[DOCUMENT EXCERPT]
Profiling has actually increased my dependence on profilers, not lessened it. I'm just saying I can more easily anticipate what the profiling results will be to some extent and moreover, successfully eliminate hotspots and improve the time it takes to complete the user-end operation without taking blind stabs in the dark and missing (something you can do even when using a profiler until you start understanding not only what the hotspots are, but why exactly they are hotspots with respect to, say, cache misses).

However, it wasn't until I started using profilers that I started improving that intuition. One of the reasons is because if you are well-familiar with your code, your hunches might be correct with respect to the biggest and most obvious hotspots, but not all the subtleties in between. Naturally if you have a user-end operation that takes an hour to complete and there's one gaping quadratic complexity algorithm processing an input spanning a hundred thousand elements, you can probably come out rich gambling your entire life savings on the idea that it's the quadratic complexity algorithm at fault here. But that doesn't give you any detailed insight or, say, let you know exactly what isn't contributing to the time.

There's so much value to be had when you start profiling and seeing where all the things you thought might have been a larger contributor of time wasn't contributing much time; not the gaping obvious sources of inefficiencies but the ones you suspected might have been slightly inefficient but, after profiling, realizing they barely contributed any time whatsoever. And that's potentially where you gain the most intuitive insight is finding yourself being shown wrong in all those subtle areas where it's not obvious exactly how much time is being spent.

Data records
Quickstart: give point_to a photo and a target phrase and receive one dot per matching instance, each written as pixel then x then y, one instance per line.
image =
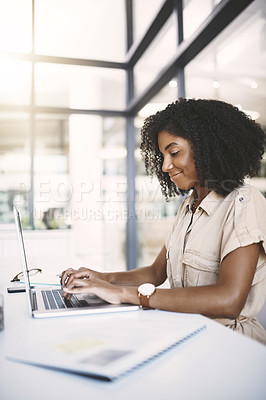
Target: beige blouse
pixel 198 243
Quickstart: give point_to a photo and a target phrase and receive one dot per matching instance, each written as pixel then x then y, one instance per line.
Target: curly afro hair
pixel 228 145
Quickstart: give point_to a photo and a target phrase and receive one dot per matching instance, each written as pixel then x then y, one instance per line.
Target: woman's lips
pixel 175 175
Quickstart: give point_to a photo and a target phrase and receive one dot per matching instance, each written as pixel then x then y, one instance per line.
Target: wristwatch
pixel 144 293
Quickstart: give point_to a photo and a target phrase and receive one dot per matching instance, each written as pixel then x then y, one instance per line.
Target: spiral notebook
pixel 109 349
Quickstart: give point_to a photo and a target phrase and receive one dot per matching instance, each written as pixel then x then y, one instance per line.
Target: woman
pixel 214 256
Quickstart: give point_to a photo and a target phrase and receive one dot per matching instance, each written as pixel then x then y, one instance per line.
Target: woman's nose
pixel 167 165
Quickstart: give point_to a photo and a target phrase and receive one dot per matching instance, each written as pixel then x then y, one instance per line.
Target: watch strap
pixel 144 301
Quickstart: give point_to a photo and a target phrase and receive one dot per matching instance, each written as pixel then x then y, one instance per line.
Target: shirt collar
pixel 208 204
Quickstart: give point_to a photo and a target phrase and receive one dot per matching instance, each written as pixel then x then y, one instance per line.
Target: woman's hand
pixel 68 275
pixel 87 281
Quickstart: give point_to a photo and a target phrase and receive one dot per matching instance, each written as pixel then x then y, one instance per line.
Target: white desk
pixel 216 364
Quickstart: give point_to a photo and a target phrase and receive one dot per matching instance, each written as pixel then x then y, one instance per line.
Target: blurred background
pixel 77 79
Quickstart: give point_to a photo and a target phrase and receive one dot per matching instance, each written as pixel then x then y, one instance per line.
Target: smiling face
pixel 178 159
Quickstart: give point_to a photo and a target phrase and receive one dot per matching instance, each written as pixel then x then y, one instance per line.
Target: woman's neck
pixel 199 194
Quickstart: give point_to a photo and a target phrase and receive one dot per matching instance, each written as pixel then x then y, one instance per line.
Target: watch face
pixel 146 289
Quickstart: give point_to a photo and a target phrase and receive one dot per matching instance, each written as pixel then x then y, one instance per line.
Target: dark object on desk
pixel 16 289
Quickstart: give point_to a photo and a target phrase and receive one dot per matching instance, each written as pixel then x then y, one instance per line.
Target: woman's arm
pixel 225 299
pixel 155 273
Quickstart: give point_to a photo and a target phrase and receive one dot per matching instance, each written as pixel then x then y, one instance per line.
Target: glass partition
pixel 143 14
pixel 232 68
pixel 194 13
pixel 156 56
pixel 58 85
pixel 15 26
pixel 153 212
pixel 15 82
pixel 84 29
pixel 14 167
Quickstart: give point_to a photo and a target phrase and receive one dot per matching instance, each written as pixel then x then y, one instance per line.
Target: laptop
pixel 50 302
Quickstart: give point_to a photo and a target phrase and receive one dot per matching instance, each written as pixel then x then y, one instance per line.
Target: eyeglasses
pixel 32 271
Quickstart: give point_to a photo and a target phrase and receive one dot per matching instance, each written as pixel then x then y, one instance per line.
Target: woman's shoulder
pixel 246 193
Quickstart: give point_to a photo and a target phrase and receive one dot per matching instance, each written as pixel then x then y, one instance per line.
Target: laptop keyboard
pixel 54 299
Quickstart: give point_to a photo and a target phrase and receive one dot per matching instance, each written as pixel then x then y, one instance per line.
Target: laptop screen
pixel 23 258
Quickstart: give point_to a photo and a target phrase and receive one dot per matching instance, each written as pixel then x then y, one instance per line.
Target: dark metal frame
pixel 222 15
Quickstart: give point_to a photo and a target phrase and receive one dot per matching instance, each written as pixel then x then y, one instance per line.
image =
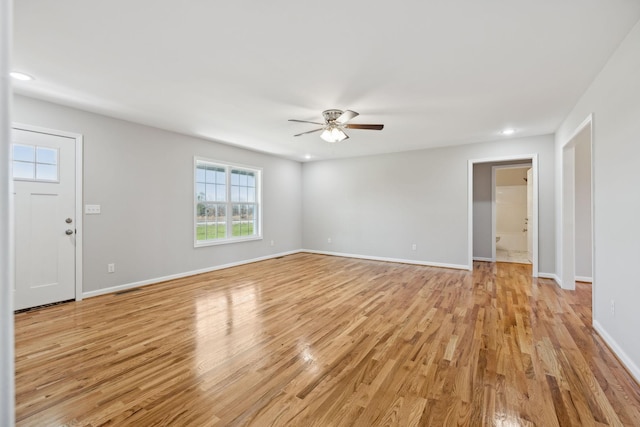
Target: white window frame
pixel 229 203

---

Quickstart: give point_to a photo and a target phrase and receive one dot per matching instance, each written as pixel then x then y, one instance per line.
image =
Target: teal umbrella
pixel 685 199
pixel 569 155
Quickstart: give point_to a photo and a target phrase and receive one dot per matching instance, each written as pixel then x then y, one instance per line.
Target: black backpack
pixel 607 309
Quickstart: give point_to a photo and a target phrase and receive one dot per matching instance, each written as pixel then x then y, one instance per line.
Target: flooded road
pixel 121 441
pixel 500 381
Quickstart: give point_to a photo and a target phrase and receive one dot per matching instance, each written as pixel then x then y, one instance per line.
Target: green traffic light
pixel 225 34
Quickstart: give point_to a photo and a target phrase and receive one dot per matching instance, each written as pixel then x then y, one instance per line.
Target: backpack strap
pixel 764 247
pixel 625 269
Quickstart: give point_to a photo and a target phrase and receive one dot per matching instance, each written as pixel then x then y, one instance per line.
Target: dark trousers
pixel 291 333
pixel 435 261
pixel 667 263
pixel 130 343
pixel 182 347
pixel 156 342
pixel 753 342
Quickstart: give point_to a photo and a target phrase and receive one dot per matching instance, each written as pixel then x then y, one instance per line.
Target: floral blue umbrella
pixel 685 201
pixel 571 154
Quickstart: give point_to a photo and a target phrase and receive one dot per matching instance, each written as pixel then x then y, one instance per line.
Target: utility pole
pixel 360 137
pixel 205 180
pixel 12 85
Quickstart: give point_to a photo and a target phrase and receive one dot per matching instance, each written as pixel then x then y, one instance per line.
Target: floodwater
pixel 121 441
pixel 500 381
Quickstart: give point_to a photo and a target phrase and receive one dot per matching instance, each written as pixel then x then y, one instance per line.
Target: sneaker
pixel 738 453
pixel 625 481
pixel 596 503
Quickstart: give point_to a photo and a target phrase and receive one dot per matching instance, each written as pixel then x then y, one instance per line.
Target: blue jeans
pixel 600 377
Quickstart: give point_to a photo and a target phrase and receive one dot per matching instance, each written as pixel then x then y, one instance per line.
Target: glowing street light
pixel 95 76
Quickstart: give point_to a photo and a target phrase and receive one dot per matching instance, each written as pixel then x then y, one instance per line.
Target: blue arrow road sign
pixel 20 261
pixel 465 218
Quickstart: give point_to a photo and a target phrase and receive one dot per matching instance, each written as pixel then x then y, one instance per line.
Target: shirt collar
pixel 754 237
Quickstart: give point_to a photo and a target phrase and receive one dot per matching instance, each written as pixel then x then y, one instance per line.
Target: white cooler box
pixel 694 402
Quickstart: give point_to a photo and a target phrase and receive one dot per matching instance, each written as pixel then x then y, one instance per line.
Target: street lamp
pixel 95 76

[PROBLEMS TO SOLVE]
1. Condense the paragraph of the passage on profiling above that begins "However, it wasn't until I started using profilers" into a shorter version that keeps its main facts.
2. Copy verbatim the portion of the passage on profiling above between "There's so much" and "is being spent.", inclusive.

[FINAL ANSWERS]
1. That intuition only began improving once profilers came into use. Knowing the code well may lead to correct guesses about the largest, most obvious hotspots, but not about the subtler ones in between. For example, if a user-end operation takes an hour and a quadratic complexity algorithm is processing an input of a hundred thousand elements, blaming that algorithm is a near-certain bet. Yet such a guess offers no detailed insight and does not reveal exactly what is not contributing to the time.

2.
There's so much value to be had when you start profiling and seeing where all the things you thought might have been a larger contributor of time wasn't contributing much time; not the gaping obvious sources of inefficiencies but the ones you suspected might have been slightly inefficient but, after profiling, realizing they barely contributed any time whatsoever. And that's potentially where you gain the most intuitive insight is finding yourself being shown wrong in all those subtle areas where it's not obvious exactly how much time is being spent.